(Stored data entries)
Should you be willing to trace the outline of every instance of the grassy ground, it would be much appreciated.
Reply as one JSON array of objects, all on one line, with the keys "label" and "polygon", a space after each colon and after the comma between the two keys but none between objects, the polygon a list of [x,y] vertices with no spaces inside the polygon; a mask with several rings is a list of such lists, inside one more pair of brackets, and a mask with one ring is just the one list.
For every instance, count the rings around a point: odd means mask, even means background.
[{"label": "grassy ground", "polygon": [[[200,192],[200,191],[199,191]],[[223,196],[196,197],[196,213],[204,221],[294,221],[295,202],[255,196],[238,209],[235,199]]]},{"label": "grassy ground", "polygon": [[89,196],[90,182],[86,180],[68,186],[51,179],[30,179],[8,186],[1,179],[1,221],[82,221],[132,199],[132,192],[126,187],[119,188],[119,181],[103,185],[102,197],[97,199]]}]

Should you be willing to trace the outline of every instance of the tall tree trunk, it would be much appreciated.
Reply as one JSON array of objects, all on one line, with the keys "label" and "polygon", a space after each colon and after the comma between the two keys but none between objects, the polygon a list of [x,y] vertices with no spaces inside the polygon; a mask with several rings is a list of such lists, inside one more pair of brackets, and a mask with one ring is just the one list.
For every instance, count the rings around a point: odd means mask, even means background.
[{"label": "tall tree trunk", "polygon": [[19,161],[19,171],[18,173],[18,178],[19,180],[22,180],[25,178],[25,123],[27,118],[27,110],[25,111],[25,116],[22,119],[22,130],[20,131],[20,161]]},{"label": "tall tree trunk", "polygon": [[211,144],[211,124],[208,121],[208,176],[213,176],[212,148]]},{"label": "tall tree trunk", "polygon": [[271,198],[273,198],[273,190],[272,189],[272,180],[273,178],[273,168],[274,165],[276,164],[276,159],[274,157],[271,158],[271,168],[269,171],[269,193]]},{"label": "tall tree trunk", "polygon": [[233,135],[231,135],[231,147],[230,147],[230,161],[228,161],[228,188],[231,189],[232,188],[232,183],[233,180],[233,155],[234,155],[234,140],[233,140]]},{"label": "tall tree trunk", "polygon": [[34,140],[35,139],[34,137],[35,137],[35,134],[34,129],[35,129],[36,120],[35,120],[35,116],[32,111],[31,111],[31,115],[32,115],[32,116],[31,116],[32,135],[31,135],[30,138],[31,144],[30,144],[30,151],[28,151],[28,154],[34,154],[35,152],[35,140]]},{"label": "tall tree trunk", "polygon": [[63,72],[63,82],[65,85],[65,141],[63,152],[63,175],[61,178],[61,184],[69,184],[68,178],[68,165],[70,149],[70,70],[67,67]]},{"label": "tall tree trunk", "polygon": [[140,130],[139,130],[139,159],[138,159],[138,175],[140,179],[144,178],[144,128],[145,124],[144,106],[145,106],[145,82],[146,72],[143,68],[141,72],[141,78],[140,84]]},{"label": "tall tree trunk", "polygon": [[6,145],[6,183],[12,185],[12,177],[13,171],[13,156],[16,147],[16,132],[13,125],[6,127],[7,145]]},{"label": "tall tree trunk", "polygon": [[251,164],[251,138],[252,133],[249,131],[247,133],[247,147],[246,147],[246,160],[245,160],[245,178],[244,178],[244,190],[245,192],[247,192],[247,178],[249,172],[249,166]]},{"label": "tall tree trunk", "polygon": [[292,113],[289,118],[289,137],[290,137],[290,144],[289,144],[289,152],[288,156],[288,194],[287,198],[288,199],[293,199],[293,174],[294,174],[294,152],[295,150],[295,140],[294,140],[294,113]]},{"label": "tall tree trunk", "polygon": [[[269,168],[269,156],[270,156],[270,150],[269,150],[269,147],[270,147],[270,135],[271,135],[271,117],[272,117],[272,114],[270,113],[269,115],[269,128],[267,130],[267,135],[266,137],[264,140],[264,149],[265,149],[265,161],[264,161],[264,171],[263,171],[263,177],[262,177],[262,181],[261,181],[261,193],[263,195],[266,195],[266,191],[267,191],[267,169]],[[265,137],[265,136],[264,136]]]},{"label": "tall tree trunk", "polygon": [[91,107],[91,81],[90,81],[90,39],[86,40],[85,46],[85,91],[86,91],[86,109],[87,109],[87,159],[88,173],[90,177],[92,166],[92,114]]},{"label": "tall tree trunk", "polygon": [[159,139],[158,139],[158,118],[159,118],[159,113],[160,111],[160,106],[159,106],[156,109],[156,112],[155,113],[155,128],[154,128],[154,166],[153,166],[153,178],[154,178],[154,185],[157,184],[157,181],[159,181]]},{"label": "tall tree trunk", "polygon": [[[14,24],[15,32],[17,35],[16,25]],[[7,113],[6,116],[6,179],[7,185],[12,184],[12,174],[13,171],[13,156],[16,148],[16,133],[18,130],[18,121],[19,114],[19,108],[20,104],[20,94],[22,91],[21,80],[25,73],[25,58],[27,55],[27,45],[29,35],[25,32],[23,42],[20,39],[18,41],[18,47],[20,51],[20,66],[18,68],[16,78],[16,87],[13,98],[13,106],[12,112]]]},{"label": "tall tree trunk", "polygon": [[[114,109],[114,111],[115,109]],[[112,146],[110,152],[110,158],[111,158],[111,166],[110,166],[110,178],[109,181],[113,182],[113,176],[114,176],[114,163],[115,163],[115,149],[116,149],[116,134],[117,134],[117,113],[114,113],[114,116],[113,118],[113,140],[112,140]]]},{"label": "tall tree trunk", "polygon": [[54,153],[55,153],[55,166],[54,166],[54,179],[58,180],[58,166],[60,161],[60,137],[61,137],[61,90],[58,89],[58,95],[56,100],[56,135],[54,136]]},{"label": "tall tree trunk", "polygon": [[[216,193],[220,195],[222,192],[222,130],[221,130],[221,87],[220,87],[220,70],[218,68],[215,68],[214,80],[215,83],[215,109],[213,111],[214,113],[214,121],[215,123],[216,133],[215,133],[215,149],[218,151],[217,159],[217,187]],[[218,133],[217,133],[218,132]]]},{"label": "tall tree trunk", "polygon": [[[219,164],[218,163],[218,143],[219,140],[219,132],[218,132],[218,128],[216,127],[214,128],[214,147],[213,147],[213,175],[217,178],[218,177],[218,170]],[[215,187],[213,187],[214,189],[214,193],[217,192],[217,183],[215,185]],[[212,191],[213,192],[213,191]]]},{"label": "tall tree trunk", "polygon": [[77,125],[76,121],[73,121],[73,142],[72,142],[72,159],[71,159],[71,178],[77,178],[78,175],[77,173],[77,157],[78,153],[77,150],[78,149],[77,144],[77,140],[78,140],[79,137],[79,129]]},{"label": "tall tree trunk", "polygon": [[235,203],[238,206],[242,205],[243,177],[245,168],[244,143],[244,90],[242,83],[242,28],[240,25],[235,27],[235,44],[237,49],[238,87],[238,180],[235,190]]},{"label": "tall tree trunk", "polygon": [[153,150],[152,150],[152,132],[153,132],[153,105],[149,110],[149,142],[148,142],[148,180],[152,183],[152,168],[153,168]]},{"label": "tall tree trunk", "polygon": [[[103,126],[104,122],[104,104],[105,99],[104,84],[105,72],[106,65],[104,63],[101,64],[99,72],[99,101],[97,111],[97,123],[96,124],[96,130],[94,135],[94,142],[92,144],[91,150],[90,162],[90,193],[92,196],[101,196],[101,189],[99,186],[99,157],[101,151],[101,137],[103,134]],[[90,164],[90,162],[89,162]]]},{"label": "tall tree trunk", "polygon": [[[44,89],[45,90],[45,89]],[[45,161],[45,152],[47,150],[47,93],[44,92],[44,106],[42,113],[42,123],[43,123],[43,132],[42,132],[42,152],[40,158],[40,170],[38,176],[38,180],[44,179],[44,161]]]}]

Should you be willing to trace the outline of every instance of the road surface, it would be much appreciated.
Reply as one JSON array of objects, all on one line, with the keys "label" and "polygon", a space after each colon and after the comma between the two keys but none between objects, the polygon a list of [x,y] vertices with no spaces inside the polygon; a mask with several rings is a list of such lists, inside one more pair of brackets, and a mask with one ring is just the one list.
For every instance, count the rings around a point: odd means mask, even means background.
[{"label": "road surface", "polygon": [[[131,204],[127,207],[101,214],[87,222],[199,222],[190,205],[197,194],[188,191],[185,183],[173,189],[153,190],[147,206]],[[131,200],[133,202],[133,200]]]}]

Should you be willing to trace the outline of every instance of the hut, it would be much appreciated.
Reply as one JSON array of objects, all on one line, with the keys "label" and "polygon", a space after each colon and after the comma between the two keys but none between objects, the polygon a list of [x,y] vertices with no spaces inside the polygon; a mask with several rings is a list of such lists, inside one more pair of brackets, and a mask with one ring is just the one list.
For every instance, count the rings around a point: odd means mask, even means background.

What is asked
Render the rows from the line containing "hut, it would be much appreciated." through the end of the rows as a JSON list of strings, one string per line, leaving out blank lines.

Response to the exercise
[
  "Should you be willing to trace the outline of every instance of the hut, it would be much appreciated.",
  "Reply as one JSON array of objects, all on one line, with the keys \"label\" and \"polygon\", a space after each colon and after the comma between the two keys but none between objects, the polygon a list of [x,y] vertices with no spaces inside the polygon; a mask with several rings is a list of such lists, inside one more pair of brackets, and a mask with one ring is just the one list.",
  "For every instance, count the rings around a point: odd means mask, even means background."
]